:: Text excerpt ::
Convolutional Neural Networks: recognition and categorization by progressive abstraction
The Convolute Neural Networks or ConvNet (CNN) are among the most commonly used Deep Learning algorithms in computer vision. They are applied in many fields, from autonomous cars to drones, from medical diagnoses to support and treatment for the visually impaired.
What is a convolution?
Wolfram Alpha explains it this way:
A convolution is an integral that expresses the amount of overlap of one function as it is shifted over another function . It therefore “blends” one function with another. For example, in synthesis imaging, the measured dirty map is a convolution of the “true” CLEAN map with the dirty beam (the Fourier transform of the sampling distribution).
Mathematically speaking, it means “sliding” a function (blue) over another (red), actually “mixing” them together. The result will be another function (green), representing the product between the two functions.
Convolutions applied to neural networks
This is a strictly mathematical definition of the process, but how does it matter to us?
In the case of image analysis, for example, the red function represents the image analyzed in input, while the second (blue) is known as “filter”, because it identifies a particular signal or structure in the image.

Image point grounding entries

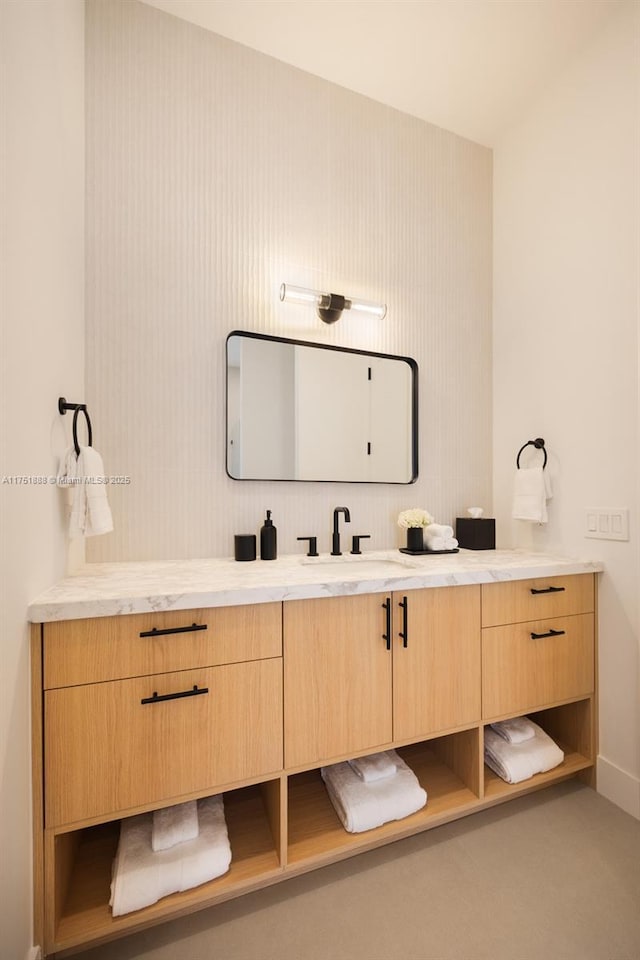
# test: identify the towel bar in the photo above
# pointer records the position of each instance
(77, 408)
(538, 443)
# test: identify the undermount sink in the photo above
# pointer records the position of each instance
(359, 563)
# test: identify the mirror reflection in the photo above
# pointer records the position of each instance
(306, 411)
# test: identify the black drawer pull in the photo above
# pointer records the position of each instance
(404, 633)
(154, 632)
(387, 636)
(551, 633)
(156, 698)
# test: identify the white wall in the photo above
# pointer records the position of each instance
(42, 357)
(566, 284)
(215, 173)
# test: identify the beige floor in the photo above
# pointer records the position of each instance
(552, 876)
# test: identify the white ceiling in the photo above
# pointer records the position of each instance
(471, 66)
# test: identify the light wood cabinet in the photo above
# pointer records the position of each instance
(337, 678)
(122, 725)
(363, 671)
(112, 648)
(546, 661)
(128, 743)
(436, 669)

:: What you need to do ::
1. Decide whether each statement below agrees with the text on convolutional neural networks, answering yes or no and quoting the words of the text that settle it.
(a) Convolutional neural networks are used in drones.
(b) In image analysis, the blue function represents the input image.
(c) The definition of a convolution is quoted from Wolfram Alpha.
2. Carry the text on convolutional neural networks further, picking up after its last sentence.

:: Your written answers ::
1.
(a) Yes: "from autonomous cars to drones"
(b) No: "the red function represents the image analyzed in input"
(c) Yes: "Wolfram Alpha explains it this way:"

2.
In simpler words, analyzing an image, a first step could be to recognize the silhouettes of the figures, therefore (simplifying) we would find a filter for vertical lines, one for the horizontal, one for the diagonals, all three sliding on the whole image.
Subsequent layers could recognize eyes, ears, hands, etc. Eventually, the last layer could be able to recognize and identify sheep, people, cars.
First of all, it might be worth understanding why we would invent complex algorithms like convolutions: would not it be better to just go with a fully connected network? In the end, with a fully connected network, there is no information loss. The problem is that a fully connected network leads to a combinatorial explosion of the number of nodes and connections required1.
Convolutions and filters
Convolutional neural networks work like any other neural networks: an input layer, one or more hidden layers, performing calculations via activation functions, and an output layer with the result. The difference stands precisely in the convolutions.
Each layer hosts the “feature map”, which is the specific feature that each node scan for. In the example below, the first layer could be used to encode the vertical and horizontal lines, then we slide a specific filter (here in the example a 2 × 2) thru the image, and multiply it (scalar product) for the area below.
This multiplication matches with the function we saw at the beginning of the article, where the input image corresponds to the red curve, the blue filter, and the green feature map. Basically, it means that inside the convolutional layer each node is mapped only on a subset of input nodes (receptive field), and in fact multiplying the filter for the receptive field of each node is conceptually equivalent to “sliding” the long filter the input image (windowing).
The result will be another matrix, slightly smaller than the original image (or the same size if using zero padding2), called the feature map. For each neuron layer, several filters may be applied, thus generating multiple feature maps.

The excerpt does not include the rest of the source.